# Usando as informações
a. Responda com base no trecho sobre a volta à Lua:
(i) Como se chama o projeto privado com que o Brasil conta para enviar um nanossatélite à órbita lunar?
(ii) Quanto a Nasa deve receber, com o acréscimo, para o ano fiscal de 2020?
(iii) Qual comitê a deputada Eddie Bernice Johnson preside?
b. Reproduza do trecho sobre a volta à Lua tudo o que vai de "A verba adicional" até "técnicos da missão.".

# Trecho do texto

------------

Por ora, sem programas governamentais destinados a
estudar a Lua, o Brasil conta com um projeto privado, o Garatéa-L, que pretende
enviar um nanossatélite para a órbita lunar. “Colocar um equipamento próximo à
Lua e manobrá-lo pode permitir ao país entrar para um clube restrito”, afirma
Carlos Augusto Teixeira de Moura, presidente da Agência Espacial Brasileira
(AEB). “Seria uma demonstração de capacidade técnica que nos daria alguma voz
em um cenário internacional futuro.”
Antes que essas possibilidades se tornem realidade, no
entanto, é preciso recuperar a capacidade de voltar à Lua, algo que não será
tão fácil quanto Trump desejaria. Em 16 de maio, um projeto de lei da Câmara
dos Representantes dos Estados Unidos – o equivalente à Câmara dos Deputados
brasileira – adicionou US$ 1 bilhão ao orçamento da Nasa para o ano fiscal de
2020. Com o acréscimo, a agência deve receber cerca de US$ 23 bilhões, o
equivalente a cerca de 0,5% dos gastos federais norte-americanos, muito
distante dos 4% consumidos no auge do programa Apollo. Mesmo com a
suplementação, a verba da agência deve ser insuficiente para o retorno à Lua
até 2024 – alguns especialistas estimam que seriam necessários acréscimos
anuais de US$ 5 bilhões a US$ 8 bilhões pelos próximos anos para atingir a
meta.
A verba adicional aprovada em maio é quase 40% inferior à
solicitada por Trump. Na véspera da aprovação, congressistas do Partido
Democrata, de oposição ao governo, viram com desconfiança a emenda orçamentária
da Casa Branca. “Vou reservar meu julgamento sobre o plano geral de pouso na
Lua até que o Congresso receba informações mais concretas sobre a iniciativa”,
declarou a deputada democrata Eddie Bernice Johnson, do Texas, que preside o
Comitê de Ciências da casa. Segundo reportagem de 16 de maio da revista SpaceNews,
especializada em política e negócios do setor espacial, Johnson está
interessada em conhecer algo ainda não revelado: o custo total e os detalhes
técnicos da missão.

------------

# Entradas extraídas

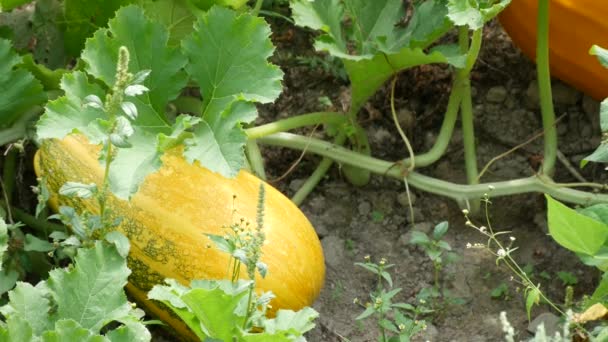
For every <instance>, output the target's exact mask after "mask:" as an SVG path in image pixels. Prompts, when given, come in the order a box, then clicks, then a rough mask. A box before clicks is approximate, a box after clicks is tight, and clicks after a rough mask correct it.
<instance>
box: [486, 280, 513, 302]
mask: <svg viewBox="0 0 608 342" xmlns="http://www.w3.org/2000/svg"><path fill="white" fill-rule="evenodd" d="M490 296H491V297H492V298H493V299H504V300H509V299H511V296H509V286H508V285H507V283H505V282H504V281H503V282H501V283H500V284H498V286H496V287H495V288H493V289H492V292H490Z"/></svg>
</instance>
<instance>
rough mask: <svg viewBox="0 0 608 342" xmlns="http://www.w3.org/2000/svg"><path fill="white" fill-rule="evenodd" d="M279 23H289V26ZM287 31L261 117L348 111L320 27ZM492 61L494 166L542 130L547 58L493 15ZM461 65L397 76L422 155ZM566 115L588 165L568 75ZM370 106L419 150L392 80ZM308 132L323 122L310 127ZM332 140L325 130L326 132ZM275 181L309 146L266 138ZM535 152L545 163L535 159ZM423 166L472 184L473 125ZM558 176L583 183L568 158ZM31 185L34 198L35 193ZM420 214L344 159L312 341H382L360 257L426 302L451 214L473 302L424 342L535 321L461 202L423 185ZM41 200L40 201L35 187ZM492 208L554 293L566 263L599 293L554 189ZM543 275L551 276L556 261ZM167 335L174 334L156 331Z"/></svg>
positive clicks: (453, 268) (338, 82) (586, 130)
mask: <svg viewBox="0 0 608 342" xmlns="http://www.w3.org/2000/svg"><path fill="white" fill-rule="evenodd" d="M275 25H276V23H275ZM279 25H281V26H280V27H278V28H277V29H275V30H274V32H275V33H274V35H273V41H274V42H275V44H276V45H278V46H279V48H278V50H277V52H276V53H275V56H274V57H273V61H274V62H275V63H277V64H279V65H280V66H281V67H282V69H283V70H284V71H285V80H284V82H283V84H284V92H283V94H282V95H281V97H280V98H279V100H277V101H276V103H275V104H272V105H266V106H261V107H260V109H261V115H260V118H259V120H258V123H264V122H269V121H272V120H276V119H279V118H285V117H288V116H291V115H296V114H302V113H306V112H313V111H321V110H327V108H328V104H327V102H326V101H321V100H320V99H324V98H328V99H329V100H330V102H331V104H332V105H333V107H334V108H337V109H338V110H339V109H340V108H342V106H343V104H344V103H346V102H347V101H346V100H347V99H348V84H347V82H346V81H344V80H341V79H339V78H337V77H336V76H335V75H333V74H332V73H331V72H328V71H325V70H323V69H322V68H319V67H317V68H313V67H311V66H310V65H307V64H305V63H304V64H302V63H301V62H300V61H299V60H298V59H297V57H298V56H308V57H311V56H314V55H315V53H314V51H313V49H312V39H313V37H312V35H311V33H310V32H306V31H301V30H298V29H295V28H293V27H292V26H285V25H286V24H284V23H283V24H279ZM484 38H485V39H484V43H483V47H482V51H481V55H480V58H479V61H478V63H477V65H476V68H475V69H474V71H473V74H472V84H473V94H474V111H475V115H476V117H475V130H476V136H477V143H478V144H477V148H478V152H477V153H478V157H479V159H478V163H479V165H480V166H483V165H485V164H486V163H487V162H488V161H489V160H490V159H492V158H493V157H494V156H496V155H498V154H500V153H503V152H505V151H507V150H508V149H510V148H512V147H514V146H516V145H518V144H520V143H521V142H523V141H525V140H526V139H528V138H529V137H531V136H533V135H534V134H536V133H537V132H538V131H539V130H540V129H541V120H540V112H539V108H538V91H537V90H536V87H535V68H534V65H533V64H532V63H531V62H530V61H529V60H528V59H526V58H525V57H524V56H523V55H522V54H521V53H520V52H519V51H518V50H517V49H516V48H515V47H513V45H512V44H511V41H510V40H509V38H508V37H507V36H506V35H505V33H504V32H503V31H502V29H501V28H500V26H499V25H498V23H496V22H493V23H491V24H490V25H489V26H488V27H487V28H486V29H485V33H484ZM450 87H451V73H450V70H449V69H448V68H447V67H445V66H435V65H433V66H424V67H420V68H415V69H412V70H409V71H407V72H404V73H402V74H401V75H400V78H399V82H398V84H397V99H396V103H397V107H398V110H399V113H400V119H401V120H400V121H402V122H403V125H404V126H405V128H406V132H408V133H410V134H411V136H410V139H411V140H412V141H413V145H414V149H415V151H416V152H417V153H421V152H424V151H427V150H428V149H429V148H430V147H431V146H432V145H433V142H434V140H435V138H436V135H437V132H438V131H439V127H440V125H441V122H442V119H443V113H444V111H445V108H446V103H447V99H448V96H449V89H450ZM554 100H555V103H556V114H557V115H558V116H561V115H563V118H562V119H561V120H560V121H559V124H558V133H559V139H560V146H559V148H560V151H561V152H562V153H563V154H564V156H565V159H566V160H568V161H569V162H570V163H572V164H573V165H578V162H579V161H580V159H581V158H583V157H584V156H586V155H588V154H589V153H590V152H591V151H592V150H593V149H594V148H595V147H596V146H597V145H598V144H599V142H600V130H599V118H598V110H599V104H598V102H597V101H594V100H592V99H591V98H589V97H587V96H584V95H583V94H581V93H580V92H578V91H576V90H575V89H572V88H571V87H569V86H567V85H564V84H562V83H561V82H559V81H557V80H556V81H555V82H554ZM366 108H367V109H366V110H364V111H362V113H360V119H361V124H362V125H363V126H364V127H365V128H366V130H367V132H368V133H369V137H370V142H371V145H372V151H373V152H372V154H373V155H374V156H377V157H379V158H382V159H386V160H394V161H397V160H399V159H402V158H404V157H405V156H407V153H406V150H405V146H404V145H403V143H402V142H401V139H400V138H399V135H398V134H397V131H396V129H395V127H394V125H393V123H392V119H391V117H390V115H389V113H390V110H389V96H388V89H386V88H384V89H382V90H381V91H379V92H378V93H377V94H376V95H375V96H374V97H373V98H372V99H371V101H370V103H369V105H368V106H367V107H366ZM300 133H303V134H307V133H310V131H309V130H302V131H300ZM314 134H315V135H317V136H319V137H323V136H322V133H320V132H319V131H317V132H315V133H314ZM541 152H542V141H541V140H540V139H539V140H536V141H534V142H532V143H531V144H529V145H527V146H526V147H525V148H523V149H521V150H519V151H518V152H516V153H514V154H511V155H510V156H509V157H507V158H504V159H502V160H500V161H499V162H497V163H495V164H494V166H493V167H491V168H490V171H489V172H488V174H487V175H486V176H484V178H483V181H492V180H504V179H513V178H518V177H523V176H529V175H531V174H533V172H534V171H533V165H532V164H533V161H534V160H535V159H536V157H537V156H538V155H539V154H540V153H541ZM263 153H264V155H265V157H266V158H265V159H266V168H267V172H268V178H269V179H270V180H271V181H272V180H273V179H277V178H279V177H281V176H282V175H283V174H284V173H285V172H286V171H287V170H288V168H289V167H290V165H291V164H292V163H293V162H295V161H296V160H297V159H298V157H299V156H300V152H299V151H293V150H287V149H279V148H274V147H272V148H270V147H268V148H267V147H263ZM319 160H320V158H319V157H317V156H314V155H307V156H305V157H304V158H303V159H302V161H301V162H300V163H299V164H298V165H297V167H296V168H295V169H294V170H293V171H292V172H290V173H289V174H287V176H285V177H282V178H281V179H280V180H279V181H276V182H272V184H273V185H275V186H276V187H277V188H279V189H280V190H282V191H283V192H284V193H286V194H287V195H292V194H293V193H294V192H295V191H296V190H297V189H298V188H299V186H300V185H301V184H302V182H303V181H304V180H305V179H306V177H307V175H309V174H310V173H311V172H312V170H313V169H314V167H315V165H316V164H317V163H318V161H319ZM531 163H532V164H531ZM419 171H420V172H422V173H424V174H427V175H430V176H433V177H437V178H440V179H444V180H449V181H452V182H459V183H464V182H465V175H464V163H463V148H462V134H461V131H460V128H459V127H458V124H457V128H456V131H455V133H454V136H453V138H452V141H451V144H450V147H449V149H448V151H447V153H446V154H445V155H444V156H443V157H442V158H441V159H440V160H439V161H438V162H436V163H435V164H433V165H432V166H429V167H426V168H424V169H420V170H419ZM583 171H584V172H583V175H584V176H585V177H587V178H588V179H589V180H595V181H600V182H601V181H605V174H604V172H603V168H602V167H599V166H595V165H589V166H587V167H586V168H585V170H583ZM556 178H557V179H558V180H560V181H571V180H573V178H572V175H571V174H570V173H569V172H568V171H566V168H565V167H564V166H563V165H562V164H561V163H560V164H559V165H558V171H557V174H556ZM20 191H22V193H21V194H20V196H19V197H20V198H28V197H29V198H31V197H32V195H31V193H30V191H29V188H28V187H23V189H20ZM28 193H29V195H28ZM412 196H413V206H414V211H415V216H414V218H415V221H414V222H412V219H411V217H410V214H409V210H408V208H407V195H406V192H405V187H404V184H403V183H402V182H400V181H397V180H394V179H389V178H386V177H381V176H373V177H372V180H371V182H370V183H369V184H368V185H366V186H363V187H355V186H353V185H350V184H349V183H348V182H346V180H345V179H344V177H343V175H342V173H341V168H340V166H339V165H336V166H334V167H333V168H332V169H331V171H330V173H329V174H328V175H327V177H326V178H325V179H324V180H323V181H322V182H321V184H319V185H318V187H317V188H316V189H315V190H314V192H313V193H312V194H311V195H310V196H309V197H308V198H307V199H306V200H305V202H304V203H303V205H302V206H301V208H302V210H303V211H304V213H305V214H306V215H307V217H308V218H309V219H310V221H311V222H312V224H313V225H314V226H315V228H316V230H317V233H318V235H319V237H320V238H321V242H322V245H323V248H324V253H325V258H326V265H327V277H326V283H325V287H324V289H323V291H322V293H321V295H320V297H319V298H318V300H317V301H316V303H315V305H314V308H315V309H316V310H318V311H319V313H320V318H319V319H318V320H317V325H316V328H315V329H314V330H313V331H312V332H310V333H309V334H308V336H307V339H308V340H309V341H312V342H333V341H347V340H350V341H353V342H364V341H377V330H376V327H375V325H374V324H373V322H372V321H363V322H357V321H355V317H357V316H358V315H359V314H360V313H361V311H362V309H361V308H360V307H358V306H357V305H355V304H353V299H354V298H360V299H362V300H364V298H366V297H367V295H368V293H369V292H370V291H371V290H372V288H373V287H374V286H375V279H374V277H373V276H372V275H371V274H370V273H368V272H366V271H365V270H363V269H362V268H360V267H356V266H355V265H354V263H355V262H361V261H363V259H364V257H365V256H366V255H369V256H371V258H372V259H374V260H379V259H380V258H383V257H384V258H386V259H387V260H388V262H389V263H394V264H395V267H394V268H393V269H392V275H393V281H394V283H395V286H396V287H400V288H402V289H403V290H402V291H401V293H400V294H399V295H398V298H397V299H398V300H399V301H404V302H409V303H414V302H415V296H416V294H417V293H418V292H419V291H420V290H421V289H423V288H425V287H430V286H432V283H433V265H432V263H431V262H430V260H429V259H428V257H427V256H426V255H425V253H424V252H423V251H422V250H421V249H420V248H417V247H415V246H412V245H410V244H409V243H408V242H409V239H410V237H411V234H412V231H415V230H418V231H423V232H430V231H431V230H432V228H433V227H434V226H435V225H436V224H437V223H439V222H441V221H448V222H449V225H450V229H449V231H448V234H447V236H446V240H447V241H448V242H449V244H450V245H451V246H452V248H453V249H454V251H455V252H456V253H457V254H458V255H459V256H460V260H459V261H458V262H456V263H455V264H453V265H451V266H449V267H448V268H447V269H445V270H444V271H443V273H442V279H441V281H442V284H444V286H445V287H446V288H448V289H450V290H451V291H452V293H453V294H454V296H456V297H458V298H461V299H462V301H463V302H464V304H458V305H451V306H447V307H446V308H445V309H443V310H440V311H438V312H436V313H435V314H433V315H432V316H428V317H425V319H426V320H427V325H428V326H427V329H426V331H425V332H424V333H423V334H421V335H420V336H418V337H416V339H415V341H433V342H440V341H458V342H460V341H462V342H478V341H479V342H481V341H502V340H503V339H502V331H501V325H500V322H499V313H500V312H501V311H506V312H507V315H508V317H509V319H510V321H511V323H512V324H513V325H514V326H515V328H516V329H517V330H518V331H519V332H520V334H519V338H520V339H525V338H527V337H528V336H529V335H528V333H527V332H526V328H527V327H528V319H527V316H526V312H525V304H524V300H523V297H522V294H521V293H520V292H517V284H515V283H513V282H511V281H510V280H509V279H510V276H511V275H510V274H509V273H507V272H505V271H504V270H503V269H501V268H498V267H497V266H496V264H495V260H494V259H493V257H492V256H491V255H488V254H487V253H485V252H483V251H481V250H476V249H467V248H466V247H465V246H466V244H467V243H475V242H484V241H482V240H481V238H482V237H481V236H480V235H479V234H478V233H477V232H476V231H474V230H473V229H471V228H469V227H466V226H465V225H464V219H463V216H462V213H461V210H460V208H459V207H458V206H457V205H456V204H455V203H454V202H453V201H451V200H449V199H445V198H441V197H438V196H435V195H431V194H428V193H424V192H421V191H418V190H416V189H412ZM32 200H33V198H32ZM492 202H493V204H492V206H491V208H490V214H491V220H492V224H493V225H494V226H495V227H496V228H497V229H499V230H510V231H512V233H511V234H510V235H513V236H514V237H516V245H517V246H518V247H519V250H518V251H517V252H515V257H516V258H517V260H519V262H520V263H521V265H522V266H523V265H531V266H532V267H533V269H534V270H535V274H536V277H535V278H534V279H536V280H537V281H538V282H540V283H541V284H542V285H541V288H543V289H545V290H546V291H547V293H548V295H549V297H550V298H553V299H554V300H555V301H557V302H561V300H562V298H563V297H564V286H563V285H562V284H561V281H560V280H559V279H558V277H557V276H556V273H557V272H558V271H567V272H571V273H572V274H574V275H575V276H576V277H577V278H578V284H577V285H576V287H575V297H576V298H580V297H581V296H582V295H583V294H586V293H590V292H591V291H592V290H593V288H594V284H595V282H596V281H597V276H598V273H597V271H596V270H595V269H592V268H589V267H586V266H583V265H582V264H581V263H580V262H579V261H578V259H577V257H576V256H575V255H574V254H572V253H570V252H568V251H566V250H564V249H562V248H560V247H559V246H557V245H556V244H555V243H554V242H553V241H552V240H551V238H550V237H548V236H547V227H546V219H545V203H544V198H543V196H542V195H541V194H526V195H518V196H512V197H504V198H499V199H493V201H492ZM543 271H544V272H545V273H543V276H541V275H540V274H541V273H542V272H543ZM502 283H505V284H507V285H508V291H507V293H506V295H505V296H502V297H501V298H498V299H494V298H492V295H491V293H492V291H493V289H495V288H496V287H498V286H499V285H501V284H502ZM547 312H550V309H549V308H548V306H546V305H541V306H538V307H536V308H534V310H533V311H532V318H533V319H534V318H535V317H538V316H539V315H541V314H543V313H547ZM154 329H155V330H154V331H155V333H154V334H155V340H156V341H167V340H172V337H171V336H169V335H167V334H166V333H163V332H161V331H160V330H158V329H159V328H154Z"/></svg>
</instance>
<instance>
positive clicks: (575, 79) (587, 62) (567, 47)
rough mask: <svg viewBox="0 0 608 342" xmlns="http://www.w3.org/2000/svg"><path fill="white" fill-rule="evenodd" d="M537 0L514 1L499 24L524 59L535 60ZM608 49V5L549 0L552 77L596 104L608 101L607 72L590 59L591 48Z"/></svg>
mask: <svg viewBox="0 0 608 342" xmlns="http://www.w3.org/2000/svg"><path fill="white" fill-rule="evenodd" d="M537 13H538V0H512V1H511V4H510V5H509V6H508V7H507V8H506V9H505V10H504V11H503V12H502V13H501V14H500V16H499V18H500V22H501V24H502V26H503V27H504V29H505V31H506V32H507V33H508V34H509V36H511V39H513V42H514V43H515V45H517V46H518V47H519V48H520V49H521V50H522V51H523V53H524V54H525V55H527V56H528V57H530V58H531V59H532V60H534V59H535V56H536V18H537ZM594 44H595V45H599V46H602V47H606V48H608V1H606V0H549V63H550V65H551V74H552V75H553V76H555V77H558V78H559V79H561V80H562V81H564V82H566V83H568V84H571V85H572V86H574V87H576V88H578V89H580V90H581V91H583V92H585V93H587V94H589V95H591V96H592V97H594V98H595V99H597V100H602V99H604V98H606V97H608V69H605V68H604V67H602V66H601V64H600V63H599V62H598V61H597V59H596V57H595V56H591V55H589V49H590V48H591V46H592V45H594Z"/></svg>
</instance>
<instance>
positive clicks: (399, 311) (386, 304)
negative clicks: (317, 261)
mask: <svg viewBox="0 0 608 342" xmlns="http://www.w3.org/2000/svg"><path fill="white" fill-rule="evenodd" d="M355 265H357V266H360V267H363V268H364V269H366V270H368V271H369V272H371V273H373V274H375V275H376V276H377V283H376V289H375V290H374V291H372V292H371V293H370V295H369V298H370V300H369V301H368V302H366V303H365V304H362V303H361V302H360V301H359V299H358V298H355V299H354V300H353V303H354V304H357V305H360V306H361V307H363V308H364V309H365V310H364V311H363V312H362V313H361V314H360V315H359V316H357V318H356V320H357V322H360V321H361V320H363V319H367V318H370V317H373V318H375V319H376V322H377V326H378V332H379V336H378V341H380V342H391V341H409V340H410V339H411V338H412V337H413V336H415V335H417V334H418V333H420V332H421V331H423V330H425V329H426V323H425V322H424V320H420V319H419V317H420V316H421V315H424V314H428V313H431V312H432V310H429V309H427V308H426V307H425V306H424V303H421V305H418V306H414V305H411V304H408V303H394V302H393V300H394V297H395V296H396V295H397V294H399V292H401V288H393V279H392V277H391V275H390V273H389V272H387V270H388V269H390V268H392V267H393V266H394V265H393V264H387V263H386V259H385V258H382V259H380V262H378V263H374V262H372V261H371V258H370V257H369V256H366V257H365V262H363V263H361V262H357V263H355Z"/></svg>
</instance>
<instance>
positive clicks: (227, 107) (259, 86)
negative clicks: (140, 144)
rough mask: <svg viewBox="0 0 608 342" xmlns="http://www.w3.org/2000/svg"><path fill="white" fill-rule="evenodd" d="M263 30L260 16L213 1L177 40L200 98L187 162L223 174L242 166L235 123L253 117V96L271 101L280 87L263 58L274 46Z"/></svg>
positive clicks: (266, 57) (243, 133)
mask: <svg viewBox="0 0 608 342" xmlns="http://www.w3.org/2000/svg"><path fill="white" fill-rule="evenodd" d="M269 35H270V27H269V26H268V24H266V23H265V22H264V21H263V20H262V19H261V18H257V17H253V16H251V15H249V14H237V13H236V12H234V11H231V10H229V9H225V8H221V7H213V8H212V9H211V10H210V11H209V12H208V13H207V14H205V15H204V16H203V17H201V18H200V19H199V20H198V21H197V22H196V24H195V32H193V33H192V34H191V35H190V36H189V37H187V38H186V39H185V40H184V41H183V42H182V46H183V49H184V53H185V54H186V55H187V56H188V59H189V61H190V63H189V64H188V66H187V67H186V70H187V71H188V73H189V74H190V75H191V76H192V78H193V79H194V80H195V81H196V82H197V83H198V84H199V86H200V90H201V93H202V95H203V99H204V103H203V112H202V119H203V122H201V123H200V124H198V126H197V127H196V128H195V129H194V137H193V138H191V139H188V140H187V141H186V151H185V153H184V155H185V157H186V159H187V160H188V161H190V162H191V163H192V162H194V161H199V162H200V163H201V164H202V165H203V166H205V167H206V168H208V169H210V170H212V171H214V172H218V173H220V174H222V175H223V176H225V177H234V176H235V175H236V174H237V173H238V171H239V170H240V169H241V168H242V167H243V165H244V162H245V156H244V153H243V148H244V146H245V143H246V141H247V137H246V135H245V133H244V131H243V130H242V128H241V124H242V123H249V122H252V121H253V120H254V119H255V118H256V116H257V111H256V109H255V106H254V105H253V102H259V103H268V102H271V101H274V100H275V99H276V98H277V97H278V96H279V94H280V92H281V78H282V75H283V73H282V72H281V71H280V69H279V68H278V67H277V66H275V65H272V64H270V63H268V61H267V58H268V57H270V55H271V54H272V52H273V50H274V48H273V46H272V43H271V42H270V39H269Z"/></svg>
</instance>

------------

# Suas respostas escritas
a.
(i) Garatéa-L.
(ii) Cerca de US$ 23 bilhões.
(iii) O Comitê de Ciências da Câmara dos Representantes.

b.
A verba adicional aprovada em maio é quase 40% inferior à
solicitada por Trump. Na véspera da aprovação, congressistas do Partido
Democrata, de oposição ao governo, viram com desconfiança a emenda orçamentária
da Casa Branca. “Vou reservar meu julgamento sobre o plano geral de pouso na
Lua até que o Congresso receba informações mais concretas sobre a iniciativa”,
declarou a deputada democrata Eddie Bernice Johnson, do Texas, que preside o
Comitê de Ciências da casa. Segundo reportagem de 16 de maio da revista SpaceNews,
especializada em política e negócios do setor espacial, Johnson está
interessada em conhecer algo ainda não revelado: o custo total e os detalhes
técnicos da missão.